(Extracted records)

* Begin *

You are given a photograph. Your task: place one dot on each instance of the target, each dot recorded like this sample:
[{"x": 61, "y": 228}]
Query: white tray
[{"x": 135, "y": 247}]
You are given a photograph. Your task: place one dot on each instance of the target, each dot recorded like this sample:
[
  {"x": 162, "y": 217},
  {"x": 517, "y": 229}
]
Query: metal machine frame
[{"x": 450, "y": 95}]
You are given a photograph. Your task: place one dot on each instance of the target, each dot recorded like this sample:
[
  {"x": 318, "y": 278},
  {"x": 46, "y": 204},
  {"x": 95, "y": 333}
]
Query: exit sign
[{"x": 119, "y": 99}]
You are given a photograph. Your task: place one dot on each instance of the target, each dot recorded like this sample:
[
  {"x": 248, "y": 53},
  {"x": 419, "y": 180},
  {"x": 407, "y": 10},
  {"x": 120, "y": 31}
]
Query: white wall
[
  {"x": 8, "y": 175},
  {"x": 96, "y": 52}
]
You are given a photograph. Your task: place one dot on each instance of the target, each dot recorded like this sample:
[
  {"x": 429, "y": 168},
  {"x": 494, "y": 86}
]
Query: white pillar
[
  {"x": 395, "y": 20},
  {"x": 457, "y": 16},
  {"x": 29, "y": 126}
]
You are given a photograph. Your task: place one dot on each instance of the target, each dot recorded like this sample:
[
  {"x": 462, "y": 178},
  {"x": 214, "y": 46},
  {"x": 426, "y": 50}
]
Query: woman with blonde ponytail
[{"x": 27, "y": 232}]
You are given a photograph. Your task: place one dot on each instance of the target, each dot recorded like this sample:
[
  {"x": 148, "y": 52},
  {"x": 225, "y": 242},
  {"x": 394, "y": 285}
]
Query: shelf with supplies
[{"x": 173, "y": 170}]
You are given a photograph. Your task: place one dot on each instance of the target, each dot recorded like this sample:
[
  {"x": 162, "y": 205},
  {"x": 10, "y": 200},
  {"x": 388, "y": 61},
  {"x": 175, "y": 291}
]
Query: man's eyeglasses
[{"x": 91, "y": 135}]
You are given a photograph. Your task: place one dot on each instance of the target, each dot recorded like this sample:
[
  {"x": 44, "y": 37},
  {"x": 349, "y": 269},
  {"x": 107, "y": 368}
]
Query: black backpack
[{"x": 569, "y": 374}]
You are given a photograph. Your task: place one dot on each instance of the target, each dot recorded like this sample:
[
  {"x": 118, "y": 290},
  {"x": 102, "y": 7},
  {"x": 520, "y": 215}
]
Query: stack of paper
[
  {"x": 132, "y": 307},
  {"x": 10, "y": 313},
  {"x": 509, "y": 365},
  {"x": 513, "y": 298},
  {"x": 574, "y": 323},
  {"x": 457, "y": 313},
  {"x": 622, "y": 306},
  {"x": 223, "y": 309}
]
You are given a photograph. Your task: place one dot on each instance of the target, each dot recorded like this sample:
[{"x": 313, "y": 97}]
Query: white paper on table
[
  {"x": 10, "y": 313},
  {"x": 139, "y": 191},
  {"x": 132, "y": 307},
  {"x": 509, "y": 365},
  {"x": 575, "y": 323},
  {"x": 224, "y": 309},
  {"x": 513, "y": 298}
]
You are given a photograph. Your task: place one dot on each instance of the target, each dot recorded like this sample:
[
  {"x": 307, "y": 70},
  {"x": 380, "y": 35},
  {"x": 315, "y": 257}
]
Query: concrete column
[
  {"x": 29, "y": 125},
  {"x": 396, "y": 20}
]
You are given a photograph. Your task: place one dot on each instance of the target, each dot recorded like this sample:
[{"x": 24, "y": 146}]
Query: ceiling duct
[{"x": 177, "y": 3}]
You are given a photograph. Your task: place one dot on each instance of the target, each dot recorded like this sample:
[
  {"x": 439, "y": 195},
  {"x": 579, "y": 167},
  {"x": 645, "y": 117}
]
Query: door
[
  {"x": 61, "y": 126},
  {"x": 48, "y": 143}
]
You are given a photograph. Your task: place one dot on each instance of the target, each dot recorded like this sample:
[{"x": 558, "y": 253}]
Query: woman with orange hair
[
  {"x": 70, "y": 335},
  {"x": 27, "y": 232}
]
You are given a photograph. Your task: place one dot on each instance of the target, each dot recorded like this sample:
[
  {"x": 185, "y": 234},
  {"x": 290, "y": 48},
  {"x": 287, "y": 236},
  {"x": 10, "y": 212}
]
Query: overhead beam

* End *

Please pick out each line in the records above that contains the word "woman" and copy those lines. Case matters.

Query: woman with blonde ponytail
Query: woman with orange hair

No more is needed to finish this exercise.